Выпишите дословно из отрывка о статуе Родена всё, начиная со слов «В молчании я» и вниз до слов «Вы обяжете меня.» включительно.

Выбранный отрывок:
========================================================================

Современная статуя куда трагичнее старинной.
В молчании я созерцал возникшее перед глазами воплощение ужаса.
– Мэтр, – обратился я к хозяину мастерской, – никто более меня не восхищается этой удивительной статуей, и надеюсь, вас не разгневает сообщение о том, какое воздействие она производит на многих посетителей и особенно посетительниц Люксембургского музея…[21]
– Вы обяжете меня.
– Так вот, обычно посетители отворачиваются, восклицая: «Фу, что за уродство!» И я нередко замечал, как женщины закрывают глаза рукой, чтобы отстранить это видение.
Роден от души расхохотался.
– Поневоле поверишь, – заметил он, – что моя статуя весьма красноречива, поскольку вызывает столь острую реакцию. Люди, несомненно, страшатся суровой философской правды.
Но единственное, что важно для меня, – это мнение знатоков, и мне весьма польстили их похвалы по адресу моей старухи Шлемницы. Я как та старая римская певица, которая отвечала на шикание публики: «Equtibus cano! Я пою для шевалье!» – в смысле, для знатоков.
Обыватель с готовностью утверждает, что уродливое в жизни не является материалом для искусства. Ему бы хотелось запретить нам изображать то, что в Природе пришлось ему не по вкусу, шокировало его.
Это глубокое заблуждение с его стороны.

========================================================================

Перечень материала:
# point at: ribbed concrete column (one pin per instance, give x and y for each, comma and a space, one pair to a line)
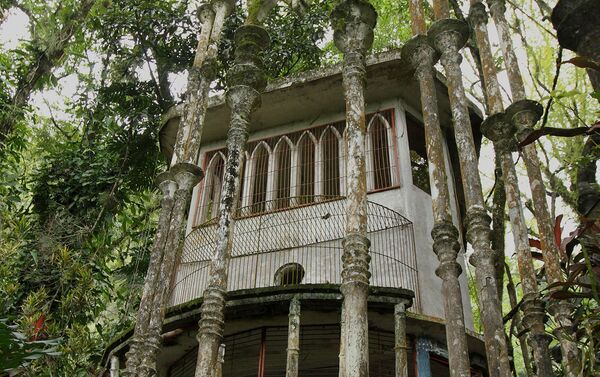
220, 361
114, 366
479, 19
353, 22
401, 340
421, 54
449, 36
139, 341
342, 355
293, 350
186, 177
246, 80
499, 130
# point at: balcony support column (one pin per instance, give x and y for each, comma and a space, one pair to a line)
246, 81
293, 350
499, 130
449, 36
353, 22
422, 55
479, 19
401, 340
141, 359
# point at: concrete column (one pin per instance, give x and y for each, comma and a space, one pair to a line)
422, 55
524, 114
186, 177
401, 341
498, 129
353, 22
141, 358
449, 36
422, 346
246, 81
168, 186
293, 350
114, 366
342, 355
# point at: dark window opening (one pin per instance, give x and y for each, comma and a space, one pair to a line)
418, 153
306, 170
382, 172
283, 158
289, 274
261, 173
331, 165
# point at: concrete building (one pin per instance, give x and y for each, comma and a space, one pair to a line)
290, 223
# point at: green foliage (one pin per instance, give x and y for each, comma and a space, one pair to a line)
17, 351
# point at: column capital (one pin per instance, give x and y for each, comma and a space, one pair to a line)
524, 115
478, 14
500, 131
205, 13
449, 35
497, 6
227, 5
250, 42
353, 22
420, 54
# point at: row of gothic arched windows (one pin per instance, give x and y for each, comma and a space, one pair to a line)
300, 168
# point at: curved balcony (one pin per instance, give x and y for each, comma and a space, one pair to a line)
298, 245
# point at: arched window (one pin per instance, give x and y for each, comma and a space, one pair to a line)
283, 172
306, 168
331, 153
379, 153
260, 176
212, 187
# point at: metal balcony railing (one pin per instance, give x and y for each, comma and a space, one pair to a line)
298, 245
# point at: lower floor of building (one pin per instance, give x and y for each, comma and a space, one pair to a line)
255, 342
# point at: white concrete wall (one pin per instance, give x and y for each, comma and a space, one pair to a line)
407, 199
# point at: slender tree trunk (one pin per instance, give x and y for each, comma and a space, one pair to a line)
449, 37
246, 80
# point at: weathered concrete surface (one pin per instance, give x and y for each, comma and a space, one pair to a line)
422, 56
400, 340
449, 36
246, 80
353, 22
293, 350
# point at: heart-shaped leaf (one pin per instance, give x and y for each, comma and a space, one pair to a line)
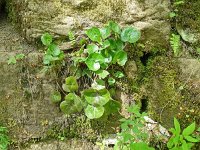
114, 27
55, 97
119, 74
94, 34
53, 50
121, 58
67, 107
94, 60
111, 81
130, 34
102, 74
92, 48
112, 107
70, 85
98, 84
93, 112
189, 130
76, 99
46, 39
97, 97
47, 59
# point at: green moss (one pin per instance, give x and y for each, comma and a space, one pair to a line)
162, 92
188, 14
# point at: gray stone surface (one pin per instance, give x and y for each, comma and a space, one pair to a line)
58, 17
65, 145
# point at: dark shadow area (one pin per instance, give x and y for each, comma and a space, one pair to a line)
3, 11
144, 105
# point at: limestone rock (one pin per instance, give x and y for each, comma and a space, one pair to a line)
58, 17
65, 145
131, 69
173, 90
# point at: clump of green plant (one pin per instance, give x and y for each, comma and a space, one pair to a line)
4, 140
13, 59
53, 55
182, 140
175, 44
133, 135
103, 50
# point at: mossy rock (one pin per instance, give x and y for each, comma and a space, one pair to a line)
172, 91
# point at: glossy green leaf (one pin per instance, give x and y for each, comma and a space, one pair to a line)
105, 44
94, 34
92, 48
112, 107
71, 35
102, 74
47, 59
105, 32
119, 74
191, 139
67, 107
119, 44
70, 85
93, 112
177, 126
113, 45
189, 130
98, 84
111, 81
55, 97
114, 27
140, 146
77, 102
130, 34
12, 60
121, 58
170, 143
46, 39
97, 97
94, 60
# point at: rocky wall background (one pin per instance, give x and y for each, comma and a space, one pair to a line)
163, 85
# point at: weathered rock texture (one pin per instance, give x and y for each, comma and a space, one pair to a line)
58, 17
65, 145
26, 109
173, 90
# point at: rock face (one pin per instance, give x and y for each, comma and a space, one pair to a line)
173, 90
58, 17
65, 145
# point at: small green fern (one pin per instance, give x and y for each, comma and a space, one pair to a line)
175, 44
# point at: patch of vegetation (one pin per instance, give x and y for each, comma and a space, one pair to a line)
104, 49
4, 139
133, 135
184, 140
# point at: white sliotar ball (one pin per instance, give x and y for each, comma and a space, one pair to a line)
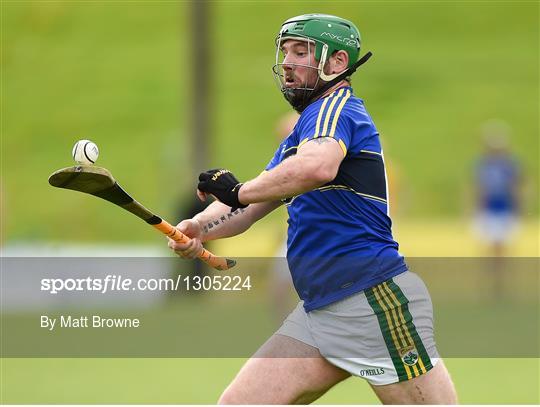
85, 152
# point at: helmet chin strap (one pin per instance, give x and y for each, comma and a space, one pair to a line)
320, 91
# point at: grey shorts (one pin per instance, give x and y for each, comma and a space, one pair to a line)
383, 334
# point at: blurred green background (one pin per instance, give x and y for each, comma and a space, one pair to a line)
119, 73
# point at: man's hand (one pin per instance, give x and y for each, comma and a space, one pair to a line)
192, 229
223, 185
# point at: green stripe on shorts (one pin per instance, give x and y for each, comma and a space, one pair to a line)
404, 304
387, 335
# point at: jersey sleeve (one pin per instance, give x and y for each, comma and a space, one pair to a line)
328, 119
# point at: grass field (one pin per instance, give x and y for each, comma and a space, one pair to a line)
440, 69
118, 72
200, 381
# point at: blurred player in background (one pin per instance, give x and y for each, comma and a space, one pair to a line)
362, 312
497, 189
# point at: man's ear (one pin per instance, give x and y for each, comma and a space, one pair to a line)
339, 61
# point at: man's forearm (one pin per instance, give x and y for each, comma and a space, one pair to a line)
217, 221
286, 180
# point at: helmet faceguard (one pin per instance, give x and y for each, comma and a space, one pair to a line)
325, 35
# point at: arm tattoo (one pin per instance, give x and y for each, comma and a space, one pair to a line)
222, 219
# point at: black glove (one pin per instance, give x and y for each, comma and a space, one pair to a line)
223, 185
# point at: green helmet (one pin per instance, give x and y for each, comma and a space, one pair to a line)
330, 34
326, 34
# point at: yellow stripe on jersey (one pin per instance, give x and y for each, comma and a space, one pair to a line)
346, 188
343, 147
329, 112
338, 111
370, 152
303, 142
318, 125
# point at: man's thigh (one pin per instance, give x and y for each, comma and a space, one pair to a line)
433, 387
283, 371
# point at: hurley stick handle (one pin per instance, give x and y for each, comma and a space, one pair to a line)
219, 263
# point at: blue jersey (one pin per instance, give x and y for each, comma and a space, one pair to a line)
339, 236
497, 177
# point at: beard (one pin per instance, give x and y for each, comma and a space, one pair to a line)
300, 98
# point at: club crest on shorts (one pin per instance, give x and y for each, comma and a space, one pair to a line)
409, 355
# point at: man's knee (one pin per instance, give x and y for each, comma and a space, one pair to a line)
230, 396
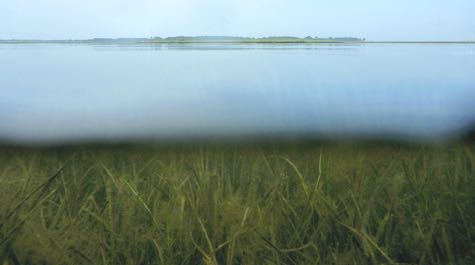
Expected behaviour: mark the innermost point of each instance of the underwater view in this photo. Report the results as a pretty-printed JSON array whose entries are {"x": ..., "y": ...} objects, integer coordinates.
[{"x": 207, "y": 132}]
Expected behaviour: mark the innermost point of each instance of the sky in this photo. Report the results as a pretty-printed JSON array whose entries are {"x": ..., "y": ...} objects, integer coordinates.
[{"x": 370, "y": 19}]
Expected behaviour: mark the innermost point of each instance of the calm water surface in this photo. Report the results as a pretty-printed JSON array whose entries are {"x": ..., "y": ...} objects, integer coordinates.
[{"x": 60, "y": 92}]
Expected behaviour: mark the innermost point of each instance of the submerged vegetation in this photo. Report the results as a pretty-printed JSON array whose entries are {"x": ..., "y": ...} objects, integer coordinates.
[{"x": 272, "y": 204}]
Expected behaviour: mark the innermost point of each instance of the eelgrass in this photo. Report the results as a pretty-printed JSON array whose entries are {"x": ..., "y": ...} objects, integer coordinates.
[{"x": 329, "y": 204}]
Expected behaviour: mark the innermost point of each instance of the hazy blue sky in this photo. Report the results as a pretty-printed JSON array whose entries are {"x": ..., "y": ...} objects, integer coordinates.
[{"x": 373, "y": 19}]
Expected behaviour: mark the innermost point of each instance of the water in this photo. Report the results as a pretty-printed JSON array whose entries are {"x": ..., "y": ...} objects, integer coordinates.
[{"x": 59, "y": 92}]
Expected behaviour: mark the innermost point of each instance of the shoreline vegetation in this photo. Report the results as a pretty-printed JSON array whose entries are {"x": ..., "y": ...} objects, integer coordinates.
[
  {"x": 227, "y": 40},
  {"x": 326, "y": 203}
]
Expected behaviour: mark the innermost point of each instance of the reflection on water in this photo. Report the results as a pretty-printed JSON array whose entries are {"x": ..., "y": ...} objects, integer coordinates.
[{"x": 53, "y": 92}]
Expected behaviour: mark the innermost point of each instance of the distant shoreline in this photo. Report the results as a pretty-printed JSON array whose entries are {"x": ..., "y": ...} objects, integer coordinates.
[{"x": 225, "y": 40}]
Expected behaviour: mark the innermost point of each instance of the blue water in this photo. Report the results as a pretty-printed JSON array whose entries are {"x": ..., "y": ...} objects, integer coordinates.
[{"x": 60, "y": 93}]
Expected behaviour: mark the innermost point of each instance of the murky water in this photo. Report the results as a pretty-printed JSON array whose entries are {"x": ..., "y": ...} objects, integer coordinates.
[{"x": 58, "y": 92}]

========================================================================

Ответ к заданию:
В молчании я созерцал возникшее перед глазами воплощение ужаса.
– Мэтр, – обратился я к хозяину мастерской, – никто более меня не восхищается этой удивительной статуей, и надеюсь, вас не разгневает сообщение о том, какое воздействие она производит на многих посетителей и особенно посетительниц Люксембургского музея…[21]
– Вы обяжете меня.